The financial crisis of 2007 – 2009 began with a major failure in credit markets. The causes of
this failure stretch far beyond inadequate mathematical modeling (see Donnelly and Embrechts
[2010] and Brigo et al. [2009] for detailed discussions from a mathematical finance perspective).
Nevertheless, it is clear that some of the more popular models of credit risk were shown to be
flawed. Many of these models were and are popular because they are mathematically tractable,
allowing easy computation of various risk measures. More realistic (and complex) models come
at a significant computational cost, often requiring Monte Carlo methods to estimate quantities
of interest.
The purpose of this chapter is to survey the Monte Carlo techniques that are used in portfolio
credit risk modeling. We discuss various approaches for modeling the dependencies between
individual components of a portfolio and focus on two principal risk measures: Value at Risk
(VaR) and Expected Shortfall (ES).

---+---

## WRITTEN PROBLEM 1
List every author surname that appears in the citations of the credit risk passage.
## WRITTEN PROBLEM 2
Write the next few sentences of the credit risk passage, picking up after its final sentence.
The records below come from a separate source.

## ENTRIES
---+---

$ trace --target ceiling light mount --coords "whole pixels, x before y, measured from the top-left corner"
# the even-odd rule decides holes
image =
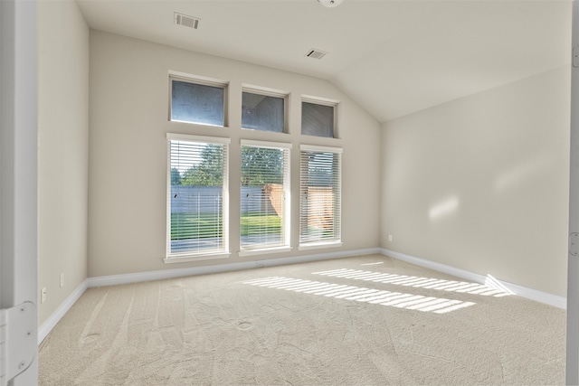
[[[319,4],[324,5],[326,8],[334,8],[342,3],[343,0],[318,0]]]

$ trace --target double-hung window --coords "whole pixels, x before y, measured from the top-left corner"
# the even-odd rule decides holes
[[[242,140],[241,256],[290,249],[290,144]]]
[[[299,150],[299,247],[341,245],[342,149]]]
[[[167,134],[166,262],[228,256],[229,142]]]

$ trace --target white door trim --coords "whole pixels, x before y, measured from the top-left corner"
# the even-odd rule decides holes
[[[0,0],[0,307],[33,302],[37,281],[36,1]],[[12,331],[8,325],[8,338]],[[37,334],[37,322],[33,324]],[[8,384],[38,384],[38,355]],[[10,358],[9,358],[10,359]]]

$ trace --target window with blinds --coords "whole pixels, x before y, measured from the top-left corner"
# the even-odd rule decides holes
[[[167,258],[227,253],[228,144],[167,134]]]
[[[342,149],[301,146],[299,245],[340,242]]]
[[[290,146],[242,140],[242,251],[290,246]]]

---+---

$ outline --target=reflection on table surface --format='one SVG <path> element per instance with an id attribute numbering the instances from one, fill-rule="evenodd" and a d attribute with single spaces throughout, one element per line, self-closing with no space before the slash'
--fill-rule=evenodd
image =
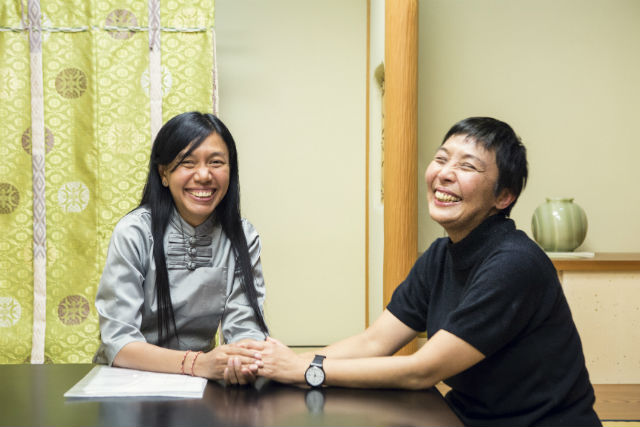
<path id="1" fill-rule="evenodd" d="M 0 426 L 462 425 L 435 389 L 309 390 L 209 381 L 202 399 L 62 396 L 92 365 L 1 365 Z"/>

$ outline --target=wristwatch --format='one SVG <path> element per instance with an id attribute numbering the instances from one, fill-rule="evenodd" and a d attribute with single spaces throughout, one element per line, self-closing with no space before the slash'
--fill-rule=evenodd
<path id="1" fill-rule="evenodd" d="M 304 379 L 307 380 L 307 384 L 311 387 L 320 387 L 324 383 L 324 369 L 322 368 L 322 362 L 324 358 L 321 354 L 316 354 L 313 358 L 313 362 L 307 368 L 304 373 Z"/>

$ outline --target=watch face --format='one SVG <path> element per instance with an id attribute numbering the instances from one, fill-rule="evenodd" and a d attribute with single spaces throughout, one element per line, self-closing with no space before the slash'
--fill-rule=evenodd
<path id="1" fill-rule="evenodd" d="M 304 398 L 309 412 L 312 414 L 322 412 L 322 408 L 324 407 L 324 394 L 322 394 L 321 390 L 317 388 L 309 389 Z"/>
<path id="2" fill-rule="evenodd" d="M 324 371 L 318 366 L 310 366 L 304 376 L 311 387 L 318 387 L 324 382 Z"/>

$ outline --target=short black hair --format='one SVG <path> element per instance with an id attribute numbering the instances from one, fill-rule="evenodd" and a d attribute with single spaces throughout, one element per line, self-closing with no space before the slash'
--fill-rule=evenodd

---+---

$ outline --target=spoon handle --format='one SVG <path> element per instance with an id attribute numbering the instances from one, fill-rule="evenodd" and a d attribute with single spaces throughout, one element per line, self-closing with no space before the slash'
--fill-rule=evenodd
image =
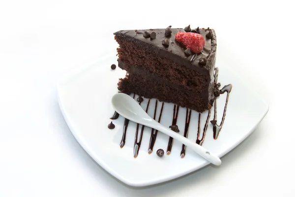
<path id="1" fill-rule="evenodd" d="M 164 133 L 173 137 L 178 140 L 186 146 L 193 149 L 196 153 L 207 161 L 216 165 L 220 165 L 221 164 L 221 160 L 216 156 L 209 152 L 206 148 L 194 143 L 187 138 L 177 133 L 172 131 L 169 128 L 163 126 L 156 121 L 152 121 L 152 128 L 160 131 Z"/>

---+---

## ANSWER 1
Donnelly, Embrechts, Brigo

## ANSWER 2
The efficient estimation of the credit risk measures is often computationally expensive, as it
involves the estimation of small quantiles. Rare-event simulation techniques such as importance
sampling can significantly reduce the computational burden, but the choice of a good importance
sampling distribution can be a difficult mathematical problem.
Recent simulation techniques such as the cross-entropy method [Rubinstein and Kroese,
2004] have greatly enhanced the applicability of importance sampling techniques by adaptively
choosing the importance sampling distribution, based on samples from the original simulation
model.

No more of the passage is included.